▶ Task requirements: Below are some records. Copy every line in them that holds "tree".

------ The records ------

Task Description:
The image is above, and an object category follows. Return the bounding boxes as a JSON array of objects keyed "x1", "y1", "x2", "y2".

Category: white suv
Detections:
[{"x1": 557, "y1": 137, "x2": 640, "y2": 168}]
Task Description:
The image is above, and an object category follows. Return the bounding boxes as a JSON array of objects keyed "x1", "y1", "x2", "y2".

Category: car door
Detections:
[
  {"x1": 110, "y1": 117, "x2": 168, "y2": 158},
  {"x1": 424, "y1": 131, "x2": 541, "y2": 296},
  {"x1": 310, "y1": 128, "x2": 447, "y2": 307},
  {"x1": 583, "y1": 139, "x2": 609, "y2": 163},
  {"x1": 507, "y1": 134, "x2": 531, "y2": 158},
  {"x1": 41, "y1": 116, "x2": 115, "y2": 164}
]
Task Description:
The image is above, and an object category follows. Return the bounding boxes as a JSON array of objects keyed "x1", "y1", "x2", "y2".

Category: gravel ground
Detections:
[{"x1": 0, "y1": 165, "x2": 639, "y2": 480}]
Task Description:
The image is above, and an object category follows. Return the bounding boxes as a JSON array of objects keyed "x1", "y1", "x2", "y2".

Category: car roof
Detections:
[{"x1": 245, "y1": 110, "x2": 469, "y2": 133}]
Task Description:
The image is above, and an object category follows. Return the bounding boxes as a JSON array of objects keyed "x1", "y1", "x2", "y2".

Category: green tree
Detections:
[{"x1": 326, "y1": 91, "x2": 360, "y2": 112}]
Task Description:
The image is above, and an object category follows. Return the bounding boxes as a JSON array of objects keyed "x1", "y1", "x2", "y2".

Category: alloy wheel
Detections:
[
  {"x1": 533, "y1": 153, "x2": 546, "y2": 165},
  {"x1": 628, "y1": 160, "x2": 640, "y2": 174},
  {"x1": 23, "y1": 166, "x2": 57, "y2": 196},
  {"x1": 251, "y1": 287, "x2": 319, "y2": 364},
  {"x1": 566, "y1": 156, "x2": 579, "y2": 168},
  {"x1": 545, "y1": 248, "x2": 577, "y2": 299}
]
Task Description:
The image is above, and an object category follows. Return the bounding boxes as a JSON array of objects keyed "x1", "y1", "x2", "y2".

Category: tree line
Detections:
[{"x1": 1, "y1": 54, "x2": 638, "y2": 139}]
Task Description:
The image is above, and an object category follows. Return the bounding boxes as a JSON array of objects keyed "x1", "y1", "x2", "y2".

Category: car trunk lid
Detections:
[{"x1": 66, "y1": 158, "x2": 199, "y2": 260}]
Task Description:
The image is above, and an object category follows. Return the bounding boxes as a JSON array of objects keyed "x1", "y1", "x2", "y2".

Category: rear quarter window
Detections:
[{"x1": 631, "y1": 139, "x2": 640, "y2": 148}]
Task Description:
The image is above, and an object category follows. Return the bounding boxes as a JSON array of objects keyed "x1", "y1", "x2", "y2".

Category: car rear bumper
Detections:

------

▶ Your solution:
Category: green tree
Category: tree line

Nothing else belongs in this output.